**练习任务**
[A] 把变分自编码器一文中"# 变分自编码器 (VAE)"与"不直接计算 $p(z|x)$，而是用一组分布 $q_\phi(z|x)$ 去近似它。"之间的部分（含首尾）重写一遍，并将其中的"潜在变量"换成"隐变量"。
[B] 接着变分自编码器一文的末尾往下写。

**阅读材料**
+ + +

# 变分自编码器 (VAE) 深度实现

**SOTA 教育标准** | 包含完整数学推导、KL 散度解析解、流形可视化

---

## 1. 数学理论基础

### 1.1 核心思想

**问题**: 数据 $x$ 是由潜在变量 $z$ 生成的，但 $z$ 不可观测，如何学习 $p(z|x)$？

**变分推断思路**: 不直接计算 $p(z|x)$，而是用一组分布 $q_\phi(z|x)$ 去近似它。

### 1.2 ELBO 推导 ⭐

**目标**: 最大化对数似然 $\log p(x)$

$$\begin{aligned}
\log p(x) &= \log \int_z p(x, z) dz \\
&= \log \int_z q(z|x) \frac{p(x, z)}{q(z|x)} dz \\
&= \log \mathbb{E}_{z \sim q}[\frac{p(x, z)}{q(z|x)}] \\
&\geq \mathbb{E}_{z \sim q}[\log \frac{p(x, z)}{q(z|x)}] \quad \text{(Jensen不等式)} \\
&= \mathbb{E}_{z \sim q}[\log \frac{p(x|z)p(z)}{q(z|x)}] \\
&= \mathbb{E}_{z \sim q}[\log p(x|z)] + \mathbb{E}_{z \sim q}[\log \frac{p(z)}{q(z|x)}] \\
&= \mathbb{E}_{z \sim q}[\log p(x|z)] - D_{KL}(q(z|x) \| p(z))

+ + +

**数据内容**
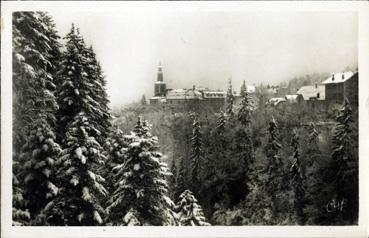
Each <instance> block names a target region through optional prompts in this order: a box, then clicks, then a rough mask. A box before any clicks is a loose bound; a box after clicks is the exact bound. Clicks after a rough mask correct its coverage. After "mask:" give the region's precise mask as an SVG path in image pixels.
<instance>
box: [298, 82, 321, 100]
mask: <svg viewBox="0 0 369 238" xmlns="http://www.w3.org/2000/svg"><path fill="white" fill-rule="evenodd" d="M318 93H319V98H317V96H318ZM296 94H301V95H302V97H303V98H304V100H309V99H311V98H315V99H317V100H325V85H308V86H302V87H301V88H300V89H299V90H298V91H297V93H296Z"/></svg>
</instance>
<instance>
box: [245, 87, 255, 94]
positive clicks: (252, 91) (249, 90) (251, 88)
mask: <svg viewBox="0 0 369 238" xmlns="http://www.w3.org/2000/svg"><path fill="white" fill-rule="evenodd" d="M246 91H247V92H248V93H255V91H256V87H255V86H254V85H246Z"/></svg>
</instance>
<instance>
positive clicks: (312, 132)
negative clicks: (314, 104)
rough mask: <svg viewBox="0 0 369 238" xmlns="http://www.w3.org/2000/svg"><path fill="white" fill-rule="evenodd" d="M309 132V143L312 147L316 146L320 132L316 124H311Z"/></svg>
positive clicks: (309, 126)
mask: <svg viewBox="0 0 369 238" xmlns="http://www.w3.org/2000/svg"><path fill="white" fill-rule="evenodd" d="M308 131H309V143H310V145H316V144H317V143H318V136H319V131H318V130H317V129H316V127H315V124H314V123H310V125H309V127H308Z"/></svg>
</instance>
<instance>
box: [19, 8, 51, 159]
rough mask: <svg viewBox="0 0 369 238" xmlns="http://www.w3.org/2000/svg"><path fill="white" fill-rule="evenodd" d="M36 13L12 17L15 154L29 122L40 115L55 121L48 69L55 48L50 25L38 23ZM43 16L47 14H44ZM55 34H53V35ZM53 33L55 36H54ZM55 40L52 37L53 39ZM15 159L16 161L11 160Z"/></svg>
mask: <svg viewBox="0 0 369 238" xmlns="http://www.w3.org/2000/svg"><path fill="white" fill-rule="evenodd" d="M45 15H46V14H43V15H42V14H41V13H40V12H15V13H14V14H13V113H14V117H13V131H14V133H13V135H14V140H13V143H14V152H15V155H16V154H18V153H19V152H20V150H21V147H22V146H23V145H24V143H25V141H26V140H27V139H26V137H27V134H28V132H29V130H30V126H31V125H32V122H33V121H34V120H35V119H37V118H38V116H39V115H40V114H42V115H43V116H46V119H47V122H48V123H49V124H53V123H54V122H55V116H54V114H55V110H56V109H57V108H58V105H57V103H56V101H55V97H54V90H55V84H54V78H53V77H52V74H51V73H50V68H52V67H54V64H53V63H54V62H55V61H56V60H55V59H53V58H52V53H53V52H52V50H53V49H56V48H58V45H56V43H55V41H54V40H53V39H52V38H48V37H47V36H48V35H50V34H51V33H50V32H51V31H55V30H54V28H53V26H52V25H47V24H46V23H47V22H46V23H43V22H42V16H45ZM46 16H47V15H46ZM54 33H55V32H54ZM55 34H56V33H55ZM55 37H56V36H55ZM15 159H17V158H15Z"/></svg>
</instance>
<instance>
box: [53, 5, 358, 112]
mask: <svg viewBox="0 0 369 238" xmlns="http://www.w3.org/2000/svg"><path fill="white" fill-rule="evenodd" d="M50 13H51V15H52V16H53V17H54V20H55V23H56V25H57V29H58V31H59V34H60V35H61V36H65V35H66V34H67V32H68V31H69V30H70V27H71V24H72V22H73V23H75V25H76V26H77V27H79V28H80V31H81V33H82V35H83V36H84V38H85V40H86V42H87V43H88V44H92V45H93V47H94V49H95V51H96V54H97V57H98V60H100V62H101V64H102V67H103V70H104V72H105V75H106V80H107V83H108V85H107V89H108V94H109V96H110V100H111V104H112V106H113V107H115V106H119V105H124V104H126V103H130V102H132V101H136V100H139V99H140V98H141V96H142V95H143V94H145V95H146V98H149V97H151V96H153V90H154V82H155V81H156V72H157V65H158V62H159V61H161V63H162V65H163V71H164V81H165V82H166V83H167V87H168V88H191V87H192V85H194V84H195V85H197V86H203V87H209V88H214V89H225V88H226V86H227V79H228V78H229V77H231V76H232V81H233V84H234V87H235V88H236V89H237V90H238V88H239V86H240V84H241V81H242V80H246V82H247V84H254V83H255V84H256V85H258V84H259V83H265V84H268V83H270V84H278V83H279V82H282V81H286V80H289V79H291V78H293V77H295V76H303V75H305V74H310V73H314V72H318V73H319V72H328V73H332V72H336V71H341V70H343V69H344V68H346V66H350V67H357V57H358V56H357V55H358V53H357V15H356V14H355V13H353V12H219V11H213V12H204V11H201V12H200V11H193V12H189V11H186V12H181V11H175V12H174V11H168V10H167V11H162V12H160V11H150V12H146V11H142V12H137V11H136V12H109V13H107V12H91V13H88V12H63V11H62V10H59V11H57V12H50Z"/></svg>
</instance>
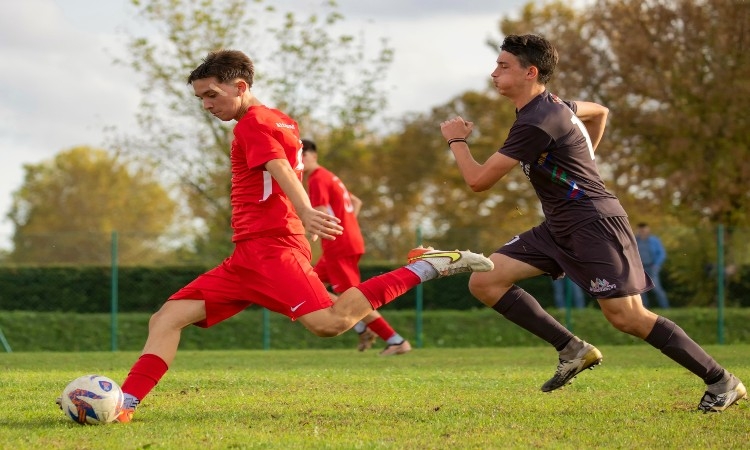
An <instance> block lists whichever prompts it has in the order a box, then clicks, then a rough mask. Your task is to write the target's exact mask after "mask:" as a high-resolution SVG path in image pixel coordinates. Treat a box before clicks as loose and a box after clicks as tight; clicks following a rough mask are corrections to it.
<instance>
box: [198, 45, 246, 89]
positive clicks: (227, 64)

+ + +

**参考答案**
[A]
# 变分自编码器 (VAE) 深度实现

**SOTA 教育标准** | 包含完整数学推导、KL 散度解析解、流形可视化

---

## 1. 数学理论基础

### 1.1 核心思想

**问题**: 数据 $x$ 是由隐变量 $z$ 生成的，但 $z$ 不可观测，如何学习 $p(z|x)$？

**变分推断思路**: 不直接计算 $p(z|x)$，而是用一组分布 $q_\phi(z|x)$ 去近似它。

[B]
\end{aligned}$$

这就是 **ELBO (Evidence Lower Bound)**:
$$\mathcal{L}_{ELBO} = \underbrace{\mathbb{E}_{q(z|x)}[\log p(x|z)]}_{\text{重构项}} - \underbrace{D_{KL}(q(z|x) \| p(z))}_{\text{KL散度}}$$

**直觉**:
- **重构项**: 让 $z$ 能够解码出 $x$（编码器能提取有效信息）
- **KL项**: 让 $q(z|x)$ 接近先验 $p(z)$（正则化，防止过拟合）

### 1.3 KL 散度解析解推导 ⭐

设:
- $q(z|x) = \mathcal{N}(\mu, \sigma^2)$
- $p(z) = \mathcal{N}(0, 1)$

**多维高斯分布的 KL 散度公式**:

$$\begin{aligned}
D_{KL}(q \| p) &= \int q(z) \log \frac{q(z)}{p(z)} dz \\
&= -\frac{1}{2} \sum_{j=1}^J \left(1 + \log \sigma_j^2 - \mu_j^2 - \sigma_j^2\right)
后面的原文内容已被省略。